_Written problem:_ Rewrite the items below, swapping every "in this picture" for "in this image" and leaving everything else the same.

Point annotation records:

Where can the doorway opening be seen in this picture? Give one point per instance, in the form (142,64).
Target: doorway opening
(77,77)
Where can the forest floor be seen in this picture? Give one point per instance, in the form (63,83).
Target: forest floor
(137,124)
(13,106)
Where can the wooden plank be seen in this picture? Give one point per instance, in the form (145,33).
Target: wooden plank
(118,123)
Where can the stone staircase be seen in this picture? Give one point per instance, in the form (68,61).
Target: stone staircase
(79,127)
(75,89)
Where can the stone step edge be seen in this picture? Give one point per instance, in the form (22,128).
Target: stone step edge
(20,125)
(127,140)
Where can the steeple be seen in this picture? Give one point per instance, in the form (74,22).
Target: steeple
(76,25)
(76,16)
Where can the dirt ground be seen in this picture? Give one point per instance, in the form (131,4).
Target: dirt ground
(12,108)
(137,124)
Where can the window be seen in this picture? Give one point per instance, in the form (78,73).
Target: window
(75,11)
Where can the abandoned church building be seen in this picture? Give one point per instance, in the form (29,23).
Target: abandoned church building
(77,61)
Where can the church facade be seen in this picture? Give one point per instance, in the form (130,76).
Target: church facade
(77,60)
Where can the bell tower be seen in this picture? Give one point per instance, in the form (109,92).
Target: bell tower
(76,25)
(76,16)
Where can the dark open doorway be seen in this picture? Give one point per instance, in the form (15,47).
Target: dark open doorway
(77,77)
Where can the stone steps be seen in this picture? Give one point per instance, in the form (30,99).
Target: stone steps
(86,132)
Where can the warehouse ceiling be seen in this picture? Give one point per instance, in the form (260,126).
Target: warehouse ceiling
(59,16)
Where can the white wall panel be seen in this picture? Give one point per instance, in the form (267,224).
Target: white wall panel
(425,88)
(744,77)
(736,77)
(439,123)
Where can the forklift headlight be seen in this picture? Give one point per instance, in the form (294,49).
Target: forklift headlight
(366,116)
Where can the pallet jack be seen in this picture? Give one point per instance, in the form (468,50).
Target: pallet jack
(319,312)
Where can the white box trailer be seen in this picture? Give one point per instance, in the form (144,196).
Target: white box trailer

_Final answer:_
Where can the doorway opening be seen in this image? Give one point per instance, in the form (142,64).
Target: doorway opening
(77,77)
Where can the forest floor be seen in this image? Give one point per instance, in the form (63,83).
Target: forest floor
(137,124)
(13,106)
Where can the wooden plank be seen in this image? Give one point per instance, in the form (145,33).
Target: wooden plank
(118,123)
Where can the stone staircase be seen in this image? Give one point per instance, in the form (68,61).
Target: stone staircase
(79,127)
(75,89)
Where can the stone step edge be seen in this image? Give one point per instance, in the form (22,128).
Target: stone step edge
(20,125)
(127,140)
Where can the steeple be seen in this image? Give one point per instance, in the form (74,22).
Target: steeple
(76,25)
(76,16)
Where can the dirt ground be seen in this image? Give one point per instance, in the form (131,4).
Target: dirt ground
(12,108)
(137,124)
Where can the window be seen in this image? Give one point per instance, in the form (78,73).
Target: window
(75,11)
Where can the abandoned church building be seen in this image? Give one point per instance, in the form (29,23).
Target: abandoned church building
(77,61)
Where can the church facade be seen in this image? Give one point per instance, in the form (130,76).
Target: church facade
(77,60)
Where can the bell tower be seen in this image? Give one point per instance, in the form (109,92).
Target: bell tower
(76,25)
(76,16)
Where can the dark open doorway be seen in this image? Give one point per instance, in the form (15,47).
Target: dark open doorway
(77,77)
Where can the stone steps be seen in this image? Give one point per instance, in the form (30,99).
Target: stone steps
(86,132)
Where can the warehouse ceiling be seen in this image? Give one point per instance, in the form (260,126).
Target: warehouse ceiling
(59,16)
Where can the white wall panel be seen in this image? Give one point per instance, in the form (267,224).
Target: white wall panel
(425,88)
(744,77)
(736,77)
(439,123)
Where can the forklift headlight be seen in this image? Give one point per instance, in the form (294,49).
Target: forklift headlight
(366,116)
Where can the pallet jack be seen in this image? Give one point per instance, in the form (468,50).
Target: pallet jack
(319,312)
Where can the white box trailer be seen in this image? Give one point per instance, in the form (144,196).
Target: white box trailer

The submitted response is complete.